▶ _WHAT THE EXERCISE ASKS_
With the pictures excluded, retype the records that follow exactly.

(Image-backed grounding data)
··········
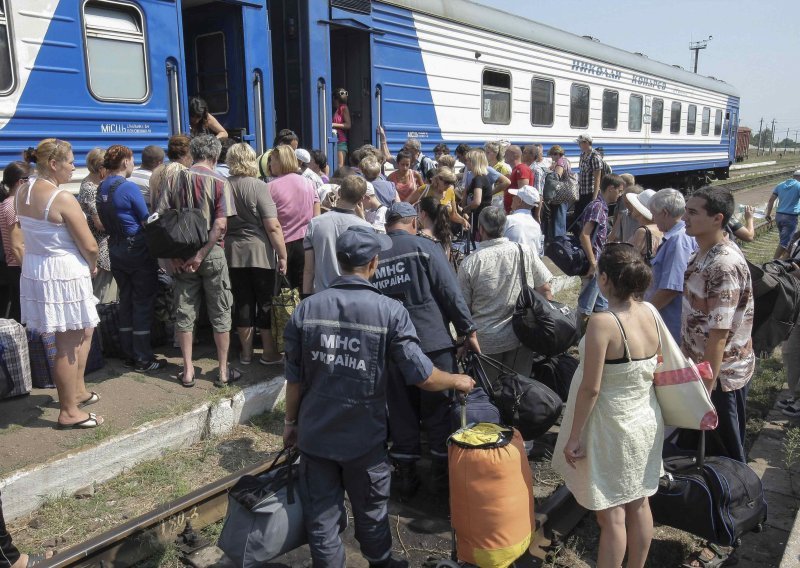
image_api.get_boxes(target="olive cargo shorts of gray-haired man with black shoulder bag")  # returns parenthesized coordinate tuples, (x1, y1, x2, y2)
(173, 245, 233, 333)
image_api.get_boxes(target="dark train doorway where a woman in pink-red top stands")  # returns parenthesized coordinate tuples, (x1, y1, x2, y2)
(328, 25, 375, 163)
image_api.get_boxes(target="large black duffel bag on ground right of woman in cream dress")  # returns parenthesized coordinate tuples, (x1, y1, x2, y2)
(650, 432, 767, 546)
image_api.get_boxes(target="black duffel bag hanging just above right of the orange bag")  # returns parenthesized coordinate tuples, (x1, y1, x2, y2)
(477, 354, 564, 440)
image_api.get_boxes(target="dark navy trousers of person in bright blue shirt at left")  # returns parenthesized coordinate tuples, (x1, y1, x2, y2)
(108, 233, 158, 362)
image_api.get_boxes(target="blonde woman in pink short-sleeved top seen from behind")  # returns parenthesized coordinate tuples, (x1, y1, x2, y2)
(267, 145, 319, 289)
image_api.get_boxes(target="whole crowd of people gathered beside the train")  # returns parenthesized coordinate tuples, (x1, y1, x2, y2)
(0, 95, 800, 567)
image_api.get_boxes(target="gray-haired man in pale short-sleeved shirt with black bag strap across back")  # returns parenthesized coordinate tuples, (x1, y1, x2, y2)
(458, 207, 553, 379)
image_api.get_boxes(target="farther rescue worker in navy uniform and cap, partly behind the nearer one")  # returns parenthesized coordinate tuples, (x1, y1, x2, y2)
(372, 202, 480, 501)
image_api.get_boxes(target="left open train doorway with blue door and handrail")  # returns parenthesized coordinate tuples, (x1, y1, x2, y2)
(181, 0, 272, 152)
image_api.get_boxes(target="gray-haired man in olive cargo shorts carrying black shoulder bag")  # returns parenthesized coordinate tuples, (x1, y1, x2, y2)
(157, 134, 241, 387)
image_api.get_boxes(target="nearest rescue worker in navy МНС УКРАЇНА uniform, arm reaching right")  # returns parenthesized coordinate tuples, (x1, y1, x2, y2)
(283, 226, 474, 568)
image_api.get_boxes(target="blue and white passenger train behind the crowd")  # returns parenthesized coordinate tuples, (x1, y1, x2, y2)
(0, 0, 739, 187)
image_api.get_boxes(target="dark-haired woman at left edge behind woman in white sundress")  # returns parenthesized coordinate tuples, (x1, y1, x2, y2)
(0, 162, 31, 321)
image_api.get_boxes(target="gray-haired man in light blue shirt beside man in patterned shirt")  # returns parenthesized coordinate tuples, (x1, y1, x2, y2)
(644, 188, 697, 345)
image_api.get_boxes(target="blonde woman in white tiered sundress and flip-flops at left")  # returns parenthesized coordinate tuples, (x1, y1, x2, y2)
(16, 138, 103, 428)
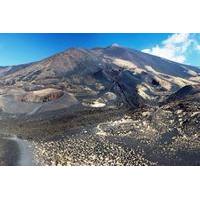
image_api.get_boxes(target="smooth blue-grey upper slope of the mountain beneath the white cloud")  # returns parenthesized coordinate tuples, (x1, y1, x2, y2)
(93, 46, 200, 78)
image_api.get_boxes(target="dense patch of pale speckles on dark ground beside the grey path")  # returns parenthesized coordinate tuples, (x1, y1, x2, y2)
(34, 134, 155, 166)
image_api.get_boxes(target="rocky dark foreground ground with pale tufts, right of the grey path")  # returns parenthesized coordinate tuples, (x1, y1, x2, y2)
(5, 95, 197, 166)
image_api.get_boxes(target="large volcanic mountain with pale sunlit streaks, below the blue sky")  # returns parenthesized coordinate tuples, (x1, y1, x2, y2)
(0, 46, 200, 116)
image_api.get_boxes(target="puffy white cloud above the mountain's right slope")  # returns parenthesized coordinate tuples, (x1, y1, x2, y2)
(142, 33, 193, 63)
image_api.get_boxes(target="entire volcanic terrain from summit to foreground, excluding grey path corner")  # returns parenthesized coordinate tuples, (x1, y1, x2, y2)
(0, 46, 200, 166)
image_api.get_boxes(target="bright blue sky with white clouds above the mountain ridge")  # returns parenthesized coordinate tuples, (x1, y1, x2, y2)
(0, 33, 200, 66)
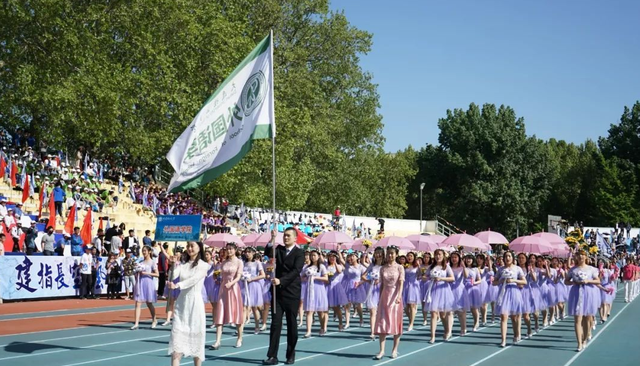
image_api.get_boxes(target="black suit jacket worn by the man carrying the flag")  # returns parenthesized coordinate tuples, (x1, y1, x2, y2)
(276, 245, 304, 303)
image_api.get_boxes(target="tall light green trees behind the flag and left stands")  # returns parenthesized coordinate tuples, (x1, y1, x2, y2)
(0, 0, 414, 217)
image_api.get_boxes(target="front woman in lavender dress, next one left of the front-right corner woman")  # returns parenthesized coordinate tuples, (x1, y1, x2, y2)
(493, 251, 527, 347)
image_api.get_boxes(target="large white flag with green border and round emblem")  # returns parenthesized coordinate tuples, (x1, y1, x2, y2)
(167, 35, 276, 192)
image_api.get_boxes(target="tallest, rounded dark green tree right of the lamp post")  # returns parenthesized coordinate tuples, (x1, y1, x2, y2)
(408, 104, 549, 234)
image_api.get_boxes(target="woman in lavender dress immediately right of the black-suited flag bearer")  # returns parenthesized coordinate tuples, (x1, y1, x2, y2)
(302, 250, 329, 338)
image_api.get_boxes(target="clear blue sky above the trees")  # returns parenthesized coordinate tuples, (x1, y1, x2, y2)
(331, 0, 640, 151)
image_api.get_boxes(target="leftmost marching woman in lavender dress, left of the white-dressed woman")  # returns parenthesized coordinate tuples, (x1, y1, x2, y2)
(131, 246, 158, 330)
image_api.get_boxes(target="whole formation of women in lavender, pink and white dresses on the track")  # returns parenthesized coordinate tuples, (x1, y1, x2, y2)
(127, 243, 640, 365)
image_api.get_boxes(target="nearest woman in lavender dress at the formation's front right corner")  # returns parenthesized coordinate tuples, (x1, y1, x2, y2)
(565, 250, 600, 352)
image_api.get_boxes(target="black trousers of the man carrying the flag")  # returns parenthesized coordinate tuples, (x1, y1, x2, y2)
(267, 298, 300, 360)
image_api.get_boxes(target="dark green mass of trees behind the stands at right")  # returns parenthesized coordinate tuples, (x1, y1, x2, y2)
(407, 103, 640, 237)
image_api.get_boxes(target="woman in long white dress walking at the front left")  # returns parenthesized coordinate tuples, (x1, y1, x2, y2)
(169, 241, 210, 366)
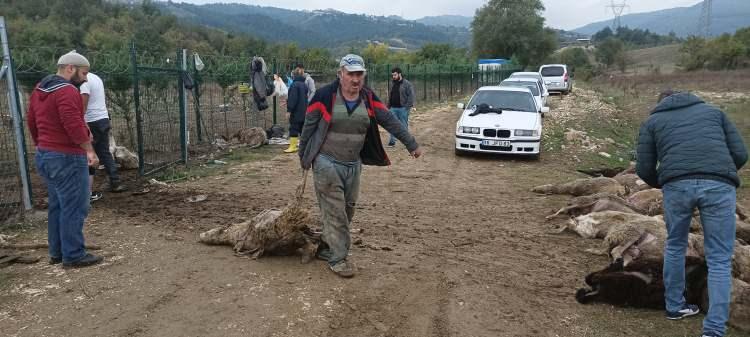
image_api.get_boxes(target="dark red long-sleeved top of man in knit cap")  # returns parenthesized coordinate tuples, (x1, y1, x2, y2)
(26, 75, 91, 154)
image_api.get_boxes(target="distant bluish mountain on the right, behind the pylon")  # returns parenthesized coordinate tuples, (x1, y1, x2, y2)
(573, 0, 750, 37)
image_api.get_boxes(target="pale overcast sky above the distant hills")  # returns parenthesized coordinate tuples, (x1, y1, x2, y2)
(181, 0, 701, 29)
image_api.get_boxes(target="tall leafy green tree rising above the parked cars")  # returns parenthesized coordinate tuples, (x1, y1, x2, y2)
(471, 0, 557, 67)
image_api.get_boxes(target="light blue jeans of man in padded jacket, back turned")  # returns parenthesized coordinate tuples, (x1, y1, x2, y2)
··········
▶ _SOLUTION TO THIS TASK_
image_api.get_boxes(target="olive cargo shorts of gray-haired man with black shoulder bag")  # returns parenthesized coordinate tuples, (x1, y1, x2, y2)
(173, 245, 233, 333)
image_api.get_boxes(target="dark train doorway where a woman in pink-red top stands")  # returns parenthesized coordinate tuples, (x1, y1, x2, y2)
(328, 25, 375, 163)
image_api.get_boxes(target="large black duffel bag on ground right of woman in cream dress")  # returns parenthesized coordinate tuples, (x1, y1, x2, y2)
(650, 432, 767, 546)
image_api.get_boxes(target="black duffel bag hanging just above right of the orange bag")  # returns parenthesized coordinate tuples, (x1, y1, x2, y2)
(477, 354, 564, 440)
image_api.get_boxes(target="dark navy trousers of person in bright blue shirt at left")  # returns parenthesized coordinate tuples, (x1, y1, x2, y2)
(108, 233, 158, 362)
image_api.get_boxes(target="blonde woman in pink short-sleeved top seen from behind")  # returns parenthesized coordinate tuples, (x1, y1, x2, y2)
(267, 145, 319, 289)
image_api.get_boxes(target="whole crowd of people gathered beside the train")  # returns parenthesized coordinate tuples, (x1, y1, x2, y2)
(0, 95, 800, 567)
image_api.get_boxes(target="gray-haired man in pale short-sleeved shirt with black bag strap across back")  # returns parenthesized coordinate tuples, (x1, y1, x2, y2)
(458, 207, 553, 379)
image_api.get_boxes(target="farther rescue worker in navy uniform and cap, partly behind the nearer one")  # returns parenthesized coordinate tuples, (x1, y1, x2, y2)
(372, 202, 480, 501)
image_api.get_boxes(target="left open train doorway with blue door and handrail")  # returns parenthesized coordinate tuples, (x1, y1, x2, y2)
(181, 0, 272, 152)
image_api.get_boxes(target="gray-haired man in olive cargo shorts carrying black shoulder bag")  # returns parenthesized coordinate tuples, (x1, y1, x2, y2)
(157, 134, 241, 387)
image_api.get_boxes(target="nearest rescue worker in navy МНС УКРАЇНА uniform, arm reaching right")  # returns parenthesized coordinate tuples, (x1, y1, x2, y2)
(283, 226, 474, 568)
image_api.get_boxes(target="blue and white passenger train behind the crowd")  # returns parenthesized coordinate tuples, (x1, y1, x2, y2)
(0, 0, 739, 187)
image_api.get_boxes(target="dark-haired woman at left edge behind woman in white sundress")  # returns parenthesized coordinate tuples, (x1, y1, x2, y2)
(0, 162, 31, 321)
image_api.get_boxes(target="gray-haired man in light blue shirt beside man in patterned shirt")  # returns parenthesized coordinate tuples, (x1, y1, x2, y2)
(644, 188, 697, 345)
image_api.get_boxes(target="blonde woman in white tiered sundress and flip-flops at left")  # returns parenthesized coordinate tuples, (x1, y1, x2, y2)
(16, 138, 103, 428)
image_api.get_boxes(target="smooth blue-grey upper slope of the mountain beneath the white cloud")  # returns parenthesized coordinate tuples, (x1, y1, x2, y2)
(93, 46, 200, 78)
image_api.get_boxes(target="dense patch of pale speckles on dark ground beside the grey path")  # returns parenthesized coordinate tuples, (x1, y1, x2, y2)
(34, 134, 155, 166)
image_api.get_boxes(target="rocky dark foreground ground with pale tufts, right of the grey path")  # returns parenthesized coordinate tuples, (x1, y1, x2, y2)
(5, 95, 197, 166)
image_api.get_boxes(target="large volcanic mountain with pale sunlit streaks, below the blue sky")  # returns parenthesized coordinate tuples, (x1, y1, x2, y2)
(0, 46, 200, 116)
image_api.get_boxes(target="puffy white cloud above the mountain's right slope")  # returns parenthesized coordinate tuples, (x1, y1, x2, y2)
(142, 33, 193, 63)
image_api.get_boxes(target="entire volcanic terrain from summit to foreground, excluding grey path corner")  # returns parenthesized coordinate tuples, (x1, y1, x2, y2)
(0, 46, 200, 166)
image_api.get_boxes(target="bright blue sky with white clouds above the mountain ridge")  # returns parenthesized coordinate tuples, (x1, y1, x2, y2)
(0, 33, 200, 66)
image_api.get_boxes(target="black suit jacket worn by the man carrying the flag")  # returns parenthesized coordinate tuples, (x1, y1, x2, y2)
(276, 245, 304, 303)
image_api.get_boxes(target="tall light green trees behind the flag and left stands")  # returns parenthesized coordinate tuples, (x1, y1, x2, y2)
(0, 0, 414, 217)
image_api.get_boxes(target="front woman in lavender dress, next one left of the front-right corner woman")  # returns parenthesized coordinate tuples, (x1, y1, x2, y2)
(493, 251, 527, 347)
image_api.get_boxes(target="large white flag with green border and round emblem")  # returns parenthesized coordinate tuples, (x1, y1, x2, y2)
(167, 35, 276, 192)
image_api.get_boxes(target="tallest, rounded dark green tree right of the lamp post")  # returns parenthesized coordinate tuples, (x1, y1, x2, y2)
(408, 104, 549, 234)
image_api.get_boxes(target="woman in lavender dress immediately right of the black-suited flag bearer")  # returns parenthesized coordinate tuples, (x1, y1, x2, y2)
(302, 250, 329, 338)
image_api.get_boxes(target="clear blue sky above the trees")  # returns parenthesized coordinate tuples, (x1, y1, x2, y2)
(331, 0, 640, 151)
image_api.get_boxes(target="leftmost marching woman in lavender dress, left of the white-dressed woman")  # returns parenthesized coordinate tuples, (x1, y1, x2, y2)
(131, 246, 158, 330)
image_api.get_boxes(target="whole formation of women in lavender, pink and white dresses on the track")  # returns parenthesized coordinate tuples, (x1, y1, x2, y2)
(127, 243, 640, 365)
image_api.get_boxes(target="nearest woman in lavender dress at the formation's front right corner")  # returns parenthesized coordinate tuples, (x1, y1, x2, y2)
(565, 250, 600, 352)
image_api.get_boxes(target="black trousers of the man carrying the flag")  # returns parenthesized coordinate tuples, (x1, y1, x2, y2)
(267, 298, 300, 360)
image_api.get_boxes(target="dark green mass of trees behind the stands at right")  # returns parenthesized coordinate tuples, (x1, y1, x2, y2)
(407, 103, 640, 237)
image_api.get_boxes(target="woman in long white dress walking at the front left")  # returns parenthesized coordinate tuples, (x1, y1, x2, y2)
(169, 241, 210, 366)
image_api.get_boxes(target="dark red long-sleeved top of man in knit cap")  # returns parenthesized coordinate tuples, (x1, y1, x2, y2)
(26, 75, 91, 154)
image_api.get_boxes(target="distant bluish mountain on the right, behind the pylon")  # returns parenthesized coordinate tuples, (x1, y1, x2, y2)
(573, 0, 750, 37)
image_api.get_boxes(target="pale overcast sky above the distant hills")  # returns parenthesized coordinate tuples, (x1, y1, x2, y2)
(181, 0, 701, 29)
image_api.get_boxes(target="tall leafy green tree rising above the parked cars")  # returns parenthesized coordinate tuples, (x1, y1, x2, y2)
(471, 0, 557, 67)
image_api.get_boxes(target="light blue jeans of man in padded jacket, back turned")  # returns parenthesized coordinate tuples, (x1, y1, x2, y2)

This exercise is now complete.